§ BRIEF
Your task is to reproduce the material exactly.

§ INPUT ROWS
============

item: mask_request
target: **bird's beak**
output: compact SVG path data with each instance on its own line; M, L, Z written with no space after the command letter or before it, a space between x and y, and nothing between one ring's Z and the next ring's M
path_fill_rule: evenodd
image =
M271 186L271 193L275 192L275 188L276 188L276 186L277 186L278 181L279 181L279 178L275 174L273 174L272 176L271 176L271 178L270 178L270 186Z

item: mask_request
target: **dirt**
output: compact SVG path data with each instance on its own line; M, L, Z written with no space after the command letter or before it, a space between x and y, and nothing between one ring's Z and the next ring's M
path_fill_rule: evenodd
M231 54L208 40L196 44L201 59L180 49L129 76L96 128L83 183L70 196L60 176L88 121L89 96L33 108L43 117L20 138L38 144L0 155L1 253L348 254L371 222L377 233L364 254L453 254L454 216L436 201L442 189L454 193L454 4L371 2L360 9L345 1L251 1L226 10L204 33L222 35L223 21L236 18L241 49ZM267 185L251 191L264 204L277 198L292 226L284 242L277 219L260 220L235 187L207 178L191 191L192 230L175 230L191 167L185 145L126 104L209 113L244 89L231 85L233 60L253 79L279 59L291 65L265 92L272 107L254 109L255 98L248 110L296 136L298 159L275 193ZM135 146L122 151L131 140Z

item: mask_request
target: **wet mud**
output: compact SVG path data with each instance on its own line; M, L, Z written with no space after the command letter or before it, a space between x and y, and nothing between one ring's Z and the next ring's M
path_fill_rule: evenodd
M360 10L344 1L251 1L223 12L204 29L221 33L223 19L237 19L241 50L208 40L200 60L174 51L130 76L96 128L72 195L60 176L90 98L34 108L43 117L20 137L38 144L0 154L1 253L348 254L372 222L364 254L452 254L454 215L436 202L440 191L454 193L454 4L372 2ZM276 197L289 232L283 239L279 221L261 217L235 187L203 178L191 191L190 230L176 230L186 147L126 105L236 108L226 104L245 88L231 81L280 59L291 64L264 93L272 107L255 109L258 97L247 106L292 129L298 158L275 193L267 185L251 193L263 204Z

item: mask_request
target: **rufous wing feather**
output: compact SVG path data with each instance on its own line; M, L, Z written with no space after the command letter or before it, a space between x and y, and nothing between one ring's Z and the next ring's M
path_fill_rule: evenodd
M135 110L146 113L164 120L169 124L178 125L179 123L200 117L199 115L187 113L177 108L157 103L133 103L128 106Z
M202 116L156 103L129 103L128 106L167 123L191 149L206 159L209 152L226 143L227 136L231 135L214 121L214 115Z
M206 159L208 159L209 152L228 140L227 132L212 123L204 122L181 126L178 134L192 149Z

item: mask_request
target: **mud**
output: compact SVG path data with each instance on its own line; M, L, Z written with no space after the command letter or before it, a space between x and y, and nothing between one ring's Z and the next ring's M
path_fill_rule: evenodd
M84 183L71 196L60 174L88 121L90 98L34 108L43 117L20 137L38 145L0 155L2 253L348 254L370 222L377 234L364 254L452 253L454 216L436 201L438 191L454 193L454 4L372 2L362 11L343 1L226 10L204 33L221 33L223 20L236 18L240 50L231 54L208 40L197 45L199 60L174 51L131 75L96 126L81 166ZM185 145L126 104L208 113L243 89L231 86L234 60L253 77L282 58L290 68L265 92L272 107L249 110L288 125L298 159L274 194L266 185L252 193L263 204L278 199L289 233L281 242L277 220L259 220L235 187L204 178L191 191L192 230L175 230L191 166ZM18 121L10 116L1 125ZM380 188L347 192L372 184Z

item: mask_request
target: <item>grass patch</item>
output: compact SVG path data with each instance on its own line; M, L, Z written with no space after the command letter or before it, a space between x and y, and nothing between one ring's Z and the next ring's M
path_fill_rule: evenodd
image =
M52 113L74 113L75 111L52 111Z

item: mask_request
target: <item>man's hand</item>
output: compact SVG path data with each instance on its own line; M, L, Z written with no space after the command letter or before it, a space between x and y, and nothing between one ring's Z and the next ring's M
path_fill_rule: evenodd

============

§ TASK ANSWER
item: mask_request
target: **bird's beak**
output: compact SVG path data with each instance on its own line; M, L, Z written with no space after the command letter or before it, a space between x and y, and nothing between one ring's Z and the next ring's M
path_fill_rule: evenodd
image =
M271 186L271 193L275 192L275 188L276 188L276 186L277 186L278 181L279 181L279 178L275 174L273 174L272 176L271 176L271 178L270 178L270 186Z

item: mask_request
target: **dirt**
output: compact SVG path data with each instance on its own line; M, L, Z written with no space after the command letter or before it, a space between x and y, and nothing between one ring's Z and the next ring's M
path_fill_rule: evenodd
M231 54L208 40L196 44L201 59L180 49L129 76L96 128L83 183L70 196L60 176L88 121L89 96L33 108L43 117L20 138L38 144L0 155L1 253L348 254L371 222L377 233L364 254L453 254L454 216L436 201L442 189L454 193L454 4L371 2L360 9L345 1L251 1L226 10L204 33L222 35L223 21L236 18L241 49ZM267 185L251 191L264 204L277 198L292 226L284 242L277 219L260 220L235 187L207 178L191 191L192 230L175 230L191 167L185 145L126 104L209 113L244 89L231 85L233 60L253 79L279 59L291 65L265 92L272 107L254 109L255 98L248 110L296 136L298 159L275 193ZM135 146L122 151L131 140Z

item: mask_request
target: **wet mud**
output: compact SVG path data with each instance on its own line; M, L, Z written with no space after the command letter or before it, a space between x and y, and nothing between one ring's Z and the next ring's M
path_fill_rule: evenodd
M360 10L344 1L251 1L223 12L204 29L221 33L223 19L237 19L241 50L208 40L200 60L174 51L130 76L96 128L72 195L60 176L90 98L34 108L43 117L20 137L38 144L0 154L1 253L348 254L372 222L364 254L452 254L454 215L436 202L440 191L454 193L454 4L372 2ZM276 197L289 232L283 239L279 221L261 217L235 187L203 178L191 191L190 230L176 230L186 147L126 105L236 108L226 104L245 88L231 81L280 59L291 64L264 93L272 107L255 109L258 97L247 106L292 129L298 158L275 193L267 185L251 193L263 204Z

item: mask_request
target: **rufous wing feather**
output: compact SVG path data with each instance on its own line; M, L, Z written with no space after the command letter or before it, a space between x and y, and nothing between one ring's Z and the next ring's M
path_fill_rule: evenodd
M135 110L146 113L164 120L169 124L178 125L179 123L200 117L199 115L187 113L177 108L157 103L133 103L128 106Z
M202 116L156 103L129 103L128 106L167 123L191 149L206 159L209 152L226 143L227 136L231 135L214 121L214 115Z
M206 159L208 159L209 152L228 140L227 132L212 123L204 122L181 126L178 134L192 149Z

item: mask_request
target: **mud**
output: compact SVG path data with each instance on its own line; M, L, Z written with no space after the command letter or before it, a space between x and y, and nothing between one ring's Z and the next ring's M
path_fill_rule: evenodd
M84 183L71 196L60 174L88 121L90 98L34 108L43 117L20 137L38 145L0 155L2 253L348 254L370 222L377 234L364 254L452 253L454 216L436 201L438 191L454 193L454 4L372 2L362 11L343 1L226 10L204 33L221 33L223 20L236 18L240 50L231 54L208 40L197 45L199 60L174 51L131 75L96 126L81 166ZM185 145L126 104L208 113L243 89L231 86L234 60L253 77L282 58L290 68L265 92L272 107L249 110L288 125L298 159L274 194L266 185L252 193L263 204L278 199L289 233L281 242L277 220L259 220L235 187L204 178L191 191L192 230L175 230L191 166ZM18 121L10 116L1 125ZM380 188L347 192L372 184Z

item: mask_request
target: <item>grass patch</item>
output: compact SVG path data with each instance on its own line; M, L, Z written with no space after the command letter or before it, a space between x and y, and nothing between one ring's Z and the next ring's M
path_fill_rule: evenodd
image =
M52 113L74 113L75 111L52 111Z

item: mask_request
target: <item>man's hand</item>
output: compact SVG path data with each instance on its own line; M, L, Z written with no space after the command letter or before it, a space between x and y, and nothing between one ring's Z and the next ring's M
path_fill_rule: evenodd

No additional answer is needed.